### Task requirements
A. From the passage on Sir Harold Gillies, reproduce the wording starting with "In addition, the" and going on through "summer of 1916.".
B. Translate this sentence from the passage on Sir Harold Gillies into Spanish: "Because of his significant medical contributions and accomplishments, Sir Harold Gillies is widely considered to be the father of plastic surgery."

### Document text

╭──

Area 8: The U.S. During the First World War (1910s-1920s)
Background for teachers and students:
By the outbreak of World War I, the medical field had advanced tremendously over previous conflicts. European armies and the United States Army had provided comprehensive first aid training to soldiers, significantly improved medical equipment and significantly enhanced battlefield care for wounded. These improvements gave doctors, medics and nurses the ability to save countless lives. Often, however, wounded soldiers were left scarred, maimed and disfigured. Although wounds that at one time would have been fatal could now be healed, there was no cosmetic surgery to repair the maimed soldiers’ appearance. The English physician Sir Harold Gillies (1882-1960) set out to change that.
Gillies pioneered a cosmetic surgery technique still used today, wherein he would use undamaged skin tissue from the patient, form it into a tubule—a small tube of flesh—and attach it near the wound. Eventually, this tubule would grow where it was attached so that it could be “swung” down over the damaged area and eventually be used to regrow the affected tissue. This process took years, and many wounds were too severe for this process.
In addition, the sheer number of patients requiring some form of cosmetic help was overwhelming for Gillies and his clinic. When he first opened his clinic he received more than 2,000 patients in a single day—all from the Battle of the Somme in the summer of 1916.
Because of his significant medical contributions and accomplishments, Sir Harold Gillies is widely considered to be the father of plastic surgery.

╰──

### Material shown

╭──

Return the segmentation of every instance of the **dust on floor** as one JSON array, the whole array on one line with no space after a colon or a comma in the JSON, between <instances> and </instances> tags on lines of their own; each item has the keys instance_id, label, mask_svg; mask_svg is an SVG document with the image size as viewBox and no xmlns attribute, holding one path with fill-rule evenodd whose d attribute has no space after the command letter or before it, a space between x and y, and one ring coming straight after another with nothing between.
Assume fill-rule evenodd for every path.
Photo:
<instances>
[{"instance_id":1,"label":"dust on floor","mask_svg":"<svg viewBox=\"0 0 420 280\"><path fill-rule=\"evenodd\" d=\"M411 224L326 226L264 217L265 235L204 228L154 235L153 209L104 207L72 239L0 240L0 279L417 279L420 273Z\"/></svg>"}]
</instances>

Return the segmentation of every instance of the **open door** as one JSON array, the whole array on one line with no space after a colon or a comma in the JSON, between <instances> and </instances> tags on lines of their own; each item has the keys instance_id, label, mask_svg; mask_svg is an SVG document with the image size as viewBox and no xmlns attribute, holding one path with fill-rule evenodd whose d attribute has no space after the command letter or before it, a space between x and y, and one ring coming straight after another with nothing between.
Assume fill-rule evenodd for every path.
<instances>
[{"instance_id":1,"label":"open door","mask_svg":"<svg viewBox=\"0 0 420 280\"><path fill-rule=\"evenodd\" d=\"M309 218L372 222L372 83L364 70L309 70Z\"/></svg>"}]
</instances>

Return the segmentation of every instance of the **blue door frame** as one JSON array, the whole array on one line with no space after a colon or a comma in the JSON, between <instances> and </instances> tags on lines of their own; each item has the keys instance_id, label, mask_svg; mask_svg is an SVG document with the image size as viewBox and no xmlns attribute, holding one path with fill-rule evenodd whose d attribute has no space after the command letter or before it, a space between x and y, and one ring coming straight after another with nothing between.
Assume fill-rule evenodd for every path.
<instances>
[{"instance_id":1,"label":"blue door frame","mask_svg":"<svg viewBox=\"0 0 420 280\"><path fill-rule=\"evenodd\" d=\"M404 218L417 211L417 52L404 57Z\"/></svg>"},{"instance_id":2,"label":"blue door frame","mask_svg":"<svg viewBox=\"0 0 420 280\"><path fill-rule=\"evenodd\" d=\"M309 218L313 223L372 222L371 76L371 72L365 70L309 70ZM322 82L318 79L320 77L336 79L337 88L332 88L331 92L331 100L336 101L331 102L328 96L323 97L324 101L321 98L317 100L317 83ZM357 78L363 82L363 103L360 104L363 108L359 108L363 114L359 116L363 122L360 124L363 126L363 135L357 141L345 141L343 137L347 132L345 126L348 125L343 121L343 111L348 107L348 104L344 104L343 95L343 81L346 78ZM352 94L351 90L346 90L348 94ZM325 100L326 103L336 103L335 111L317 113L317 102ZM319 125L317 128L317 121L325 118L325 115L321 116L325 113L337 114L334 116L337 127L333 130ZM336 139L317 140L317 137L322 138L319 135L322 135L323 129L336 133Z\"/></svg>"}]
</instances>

╰──

### Task-by-task results
A.
In addition, the sheer number of patients requiring some form of cosmetic help was overwhelming for Gillies and his clinic. When he first opened his clinic he received more than 2,000 patients in a single day—all from the Battle of the Somme in the summer of 1916.

B. Debido a sus importantes contribuciones y logros médicos, Sir Harold Gillies es ampliamente considerado el padre de la cirugía plástica.